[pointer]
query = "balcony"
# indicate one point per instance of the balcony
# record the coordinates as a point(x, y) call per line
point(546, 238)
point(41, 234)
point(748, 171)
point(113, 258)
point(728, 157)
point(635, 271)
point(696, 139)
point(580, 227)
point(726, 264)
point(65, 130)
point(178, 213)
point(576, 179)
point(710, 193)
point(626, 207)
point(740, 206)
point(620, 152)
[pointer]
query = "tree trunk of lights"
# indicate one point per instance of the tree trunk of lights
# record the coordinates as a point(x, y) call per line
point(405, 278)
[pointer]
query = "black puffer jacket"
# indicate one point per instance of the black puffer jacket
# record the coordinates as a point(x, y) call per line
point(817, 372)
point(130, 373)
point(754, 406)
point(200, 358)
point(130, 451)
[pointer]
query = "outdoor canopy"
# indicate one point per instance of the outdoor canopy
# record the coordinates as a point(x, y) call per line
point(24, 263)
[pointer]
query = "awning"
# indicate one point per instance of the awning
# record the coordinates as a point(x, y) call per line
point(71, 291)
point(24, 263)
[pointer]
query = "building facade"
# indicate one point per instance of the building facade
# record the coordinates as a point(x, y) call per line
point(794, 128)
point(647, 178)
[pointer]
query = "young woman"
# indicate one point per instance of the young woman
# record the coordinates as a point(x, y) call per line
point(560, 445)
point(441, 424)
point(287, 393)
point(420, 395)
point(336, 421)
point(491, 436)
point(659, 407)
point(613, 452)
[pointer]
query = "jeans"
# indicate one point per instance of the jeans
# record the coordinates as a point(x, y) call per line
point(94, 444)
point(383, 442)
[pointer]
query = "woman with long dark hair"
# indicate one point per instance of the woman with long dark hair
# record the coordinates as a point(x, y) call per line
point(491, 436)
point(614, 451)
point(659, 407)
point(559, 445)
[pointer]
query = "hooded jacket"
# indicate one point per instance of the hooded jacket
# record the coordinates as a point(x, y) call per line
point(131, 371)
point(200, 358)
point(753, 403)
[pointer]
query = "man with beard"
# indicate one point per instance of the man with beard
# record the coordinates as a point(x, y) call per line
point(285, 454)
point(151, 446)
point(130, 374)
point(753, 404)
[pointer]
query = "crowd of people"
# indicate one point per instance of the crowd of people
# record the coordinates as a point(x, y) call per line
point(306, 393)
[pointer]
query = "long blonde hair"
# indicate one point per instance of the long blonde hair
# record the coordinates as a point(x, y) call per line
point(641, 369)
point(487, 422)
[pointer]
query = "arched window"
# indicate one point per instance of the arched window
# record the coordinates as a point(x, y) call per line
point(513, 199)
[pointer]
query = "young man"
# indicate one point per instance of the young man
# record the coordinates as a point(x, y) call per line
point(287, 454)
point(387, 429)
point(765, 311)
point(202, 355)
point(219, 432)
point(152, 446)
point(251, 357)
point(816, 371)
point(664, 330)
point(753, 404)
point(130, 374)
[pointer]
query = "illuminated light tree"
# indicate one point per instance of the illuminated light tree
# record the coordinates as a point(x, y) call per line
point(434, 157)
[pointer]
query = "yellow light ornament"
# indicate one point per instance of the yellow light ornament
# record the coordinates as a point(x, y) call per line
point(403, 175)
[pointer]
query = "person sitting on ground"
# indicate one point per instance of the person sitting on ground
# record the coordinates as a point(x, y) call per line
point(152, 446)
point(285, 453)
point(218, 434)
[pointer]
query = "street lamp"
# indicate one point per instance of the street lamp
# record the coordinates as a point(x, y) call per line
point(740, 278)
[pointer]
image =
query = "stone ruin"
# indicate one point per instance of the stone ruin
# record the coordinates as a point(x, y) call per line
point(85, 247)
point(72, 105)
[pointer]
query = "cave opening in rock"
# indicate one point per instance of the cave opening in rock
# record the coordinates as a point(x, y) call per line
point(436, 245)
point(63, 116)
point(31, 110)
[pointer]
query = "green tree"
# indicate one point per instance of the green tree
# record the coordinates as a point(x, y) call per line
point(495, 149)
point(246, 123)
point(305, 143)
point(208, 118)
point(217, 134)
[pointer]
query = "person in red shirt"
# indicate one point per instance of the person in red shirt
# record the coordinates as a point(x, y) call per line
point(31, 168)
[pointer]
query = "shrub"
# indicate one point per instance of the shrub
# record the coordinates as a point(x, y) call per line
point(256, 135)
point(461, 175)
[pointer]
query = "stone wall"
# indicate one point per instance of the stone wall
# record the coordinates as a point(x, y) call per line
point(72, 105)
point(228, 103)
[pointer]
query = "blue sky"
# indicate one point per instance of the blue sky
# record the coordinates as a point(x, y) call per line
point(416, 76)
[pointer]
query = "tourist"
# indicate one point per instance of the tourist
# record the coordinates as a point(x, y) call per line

-----

◆ Prompt
Using the same words as the original, repeat the records above.

◆ Exercise answer
[pointer]
query = "balcony"
# indicate one point per instance of the balcony
# record the coordinates as a point(x, y) call per line
point(546, 238)
point(41, 234)
point(748, 171)
point(113, 258)
point(728, 157)
point(635, 271)
point(696, 139)
point(580, 227)
point(726, 264)
point(65, 130)
point(178, 213)
point(576, 179)
point(710, 193)
point(626, 207)
point(740, 206)
point(620, 152)
[pointer]
query = "tree trunk of lights"
# indicate one point per instance of the tree trunk of lights
# record the coordinates as a point(x, y) call per line
point(405, 278)
[pointer]
query = "black puffer jacket"
# indicate one point per instance of the black puffer jacket
# record the coordinates as a point(x, y) call per line
point(817, 372)
point(130, 373)
point(754, 406)
point(200, 358)
point(130, 451)
[pointer]
query = "outdoor canopy"
# indicate one point per instance of the outdoor canopy
# record the coordinates as a point(x, y) call per line
point(24, 263)
[pointer]
query = "awning"
# indicate one point per instance of the awning
# record the coordinates as a point(x, y) call per line
point(71, 291)
point(24, 263)
[pointer]
query = "building facade"
# indicate one point per instance of the building facade
# record the coordinates as a point(x, y) call per line
point(794, 128)
point(647, 178)
[pointer]
query = "young woman"
# indicate one point per instance of the young woman
# record the coordinates as a point(x, y) call per line
point(560, 445)
point(441, 424)
point(287, 393)
point(420, 395)
point(336, 421)
point(491, 436)
point(659, 407)
point(613, 452)
[pointer]
query = "jeans"
# indicate one point per instance of the jeans
# record the coordinates as a point(x, y) call per line
point(94, 444)
point(383, 442)
[pointer]
query = "woman with long dark hair"
# indicate one point per instance of the woman with long dark hair
# record the coordinates as a point(x, y) call per line
point(491, 436)
point(614, 451)
point(659, 407)
point(559, 445)
[pointer]
query = "hooded jacket"
# indicate one point per instance of the hooded jacket
# record the coordinates as a point(x, y) call per line
point(131, 371)
point(200, 358)
point(753, 403)
[pointer]
query = "man with beard"
# indicate one point per instance of the man with beard
# record the coordinates as a point(x, y) call per line
point(285, 454)
point(151, 446)
point(130, 374)
point(753, 404)
[pointer]
query = "crowd of people"
# indicate one point per instance of the crowd of people
# record the coordinates as a point(x, y) call per line
point(306, 393)
[pointer]
query = "long blonde hair"
# indicate one point per instance of the long blonde hair
# record the coordinates as a point(x, y) call per line
point(641, 369)
point(487, 422)
[pointer]
query = "arched window"
# indicate one point per instance of the arched window
# record the coordinates as a point(x, y) call per line
point(513, 199)
[pointer]
query = "young man"
# indicate one point per instance of the young man
# record the coordinates as a point(x, y) call per line
point(287, 454)
point(387, 429)
point(765, 311)
point(202, 355)
point(219, 432)
point(152, 446)
point(251, 357)
point(816, 371)
point(664, 330)
point(753, 404)
point(130, 374)
[pointer]
query = "illuminated light tree"
# indicate one point per instance of the illuminated light tree
# record the coordinates as a point(x, y) call per line
point(434, 157)
[pointer]
query = "yellow light ornament"
# indicate one point per instance of the yellow light ornament
# record the coordinates as a point(x, y) call per line
point(403, 175)
[pointer]
query = "person sitting on ground"
# indicate one point per instance of the person sitting on ground
# record the coordinates as a point(x, y) call per line
point(152, 446)
point(285, 453)
point(218, 434)
[pointer]
query = "street lamp"
# indicate one point per instance of the street lamp
# record the coordinates as a point(x, y) call per line
point(740, 278)
[pointer]
image =
query = "stone ruin"
# indicate one point per instance of the stone ruin
# record the coordinates as a point(x, y) call per line
point(85, 247)
point(72, 105)
[pointer]
query = "cave opening in rock"
# indicate one point per instance of the cave opening in rock
# record the coordinates as a point(x, y) call per line
point(436, 245)
point(63, 116)
point(31, 110)
[pointer]
query = "green tree"
# indicate one point per instance of the green tree
# record the coordinates as a point(x, y) call per line
point(495, 149)
point(246, 123)
point(305, 143)
point(208, 118)
point(217, 134)
[pointer]
query = "person in red shirt"
# indicate one point per instance of the person in red shirt
# record the coordinates as a point(x, y) call per line
point(31, 168)
[pointer]
query = "shrub"
# indicate one point per instance of the shrub
# record the coordinates as a point(x, y) call per line
point(256, 135)
point(461, 175)
[pointer]
query = "stone wall"
# indicate one point per instance of the stone wall
# record the coordinates as a point(x, y) call per line
point(72, 105)
point(228, 103)
[pointer]
query = "blue sky"
# indicate one point per instance of the blue sky
# record the coordinates as a point(x, y) call per line
point(416, 76)
[pointer]
query = "tourist"
# indicate one point per instance of the tourist
# record the coordinates as a point(x, y) call per line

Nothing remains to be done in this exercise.